Exercise data »
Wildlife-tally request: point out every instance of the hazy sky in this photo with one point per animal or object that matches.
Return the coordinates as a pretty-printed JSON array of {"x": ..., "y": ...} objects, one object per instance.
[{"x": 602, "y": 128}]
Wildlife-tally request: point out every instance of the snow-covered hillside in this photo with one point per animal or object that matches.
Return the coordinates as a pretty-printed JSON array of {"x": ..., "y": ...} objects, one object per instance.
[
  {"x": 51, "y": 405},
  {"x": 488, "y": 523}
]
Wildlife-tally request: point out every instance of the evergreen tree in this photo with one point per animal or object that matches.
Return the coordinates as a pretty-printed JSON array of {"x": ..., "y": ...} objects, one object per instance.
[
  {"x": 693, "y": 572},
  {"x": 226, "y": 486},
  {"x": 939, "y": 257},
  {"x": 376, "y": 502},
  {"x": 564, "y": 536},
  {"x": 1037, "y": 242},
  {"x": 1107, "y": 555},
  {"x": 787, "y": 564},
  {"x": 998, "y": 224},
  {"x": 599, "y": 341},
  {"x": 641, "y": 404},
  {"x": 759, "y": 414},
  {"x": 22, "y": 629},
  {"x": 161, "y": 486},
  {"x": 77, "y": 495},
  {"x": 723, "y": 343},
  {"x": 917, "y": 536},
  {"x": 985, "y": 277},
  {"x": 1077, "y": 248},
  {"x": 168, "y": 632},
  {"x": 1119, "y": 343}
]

* * *

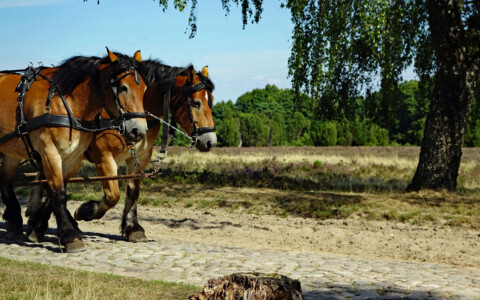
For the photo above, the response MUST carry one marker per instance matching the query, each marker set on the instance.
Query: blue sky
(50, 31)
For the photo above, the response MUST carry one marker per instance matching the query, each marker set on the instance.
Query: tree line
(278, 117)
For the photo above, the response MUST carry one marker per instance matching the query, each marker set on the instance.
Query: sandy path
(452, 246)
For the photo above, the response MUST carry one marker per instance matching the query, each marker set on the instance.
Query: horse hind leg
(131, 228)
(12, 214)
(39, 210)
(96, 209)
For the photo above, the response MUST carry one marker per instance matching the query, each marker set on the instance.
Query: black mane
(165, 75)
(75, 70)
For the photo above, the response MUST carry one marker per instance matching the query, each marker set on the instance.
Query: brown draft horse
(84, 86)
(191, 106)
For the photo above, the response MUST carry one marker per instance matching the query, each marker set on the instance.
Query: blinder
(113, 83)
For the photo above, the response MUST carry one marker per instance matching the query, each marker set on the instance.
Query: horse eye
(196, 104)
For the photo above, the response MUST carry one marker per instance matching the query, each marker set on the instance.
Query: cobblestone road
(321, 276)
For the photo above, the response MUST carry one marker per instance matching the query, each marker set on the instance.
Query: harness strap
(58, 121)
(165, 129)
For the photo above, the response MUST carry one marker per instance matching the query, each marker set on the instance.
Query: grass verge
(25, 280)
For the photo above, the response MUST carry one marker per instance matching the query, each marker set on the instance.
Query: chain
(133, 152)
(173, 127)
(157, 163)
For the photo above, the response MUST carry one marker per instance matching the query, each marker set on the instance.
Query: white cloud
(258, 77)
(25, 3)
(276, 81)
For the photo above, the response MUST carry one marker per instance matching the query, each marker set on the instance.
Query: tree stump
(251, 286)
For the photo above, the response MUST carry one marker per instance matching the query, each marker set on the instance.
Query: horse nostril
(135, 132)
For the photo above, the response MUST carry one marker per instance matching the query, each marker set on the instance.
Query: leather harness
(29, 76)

Exercise »
The required answer is the count of lines in the listing that contain the word "Wildlife", with no other text.

Problem solution »
3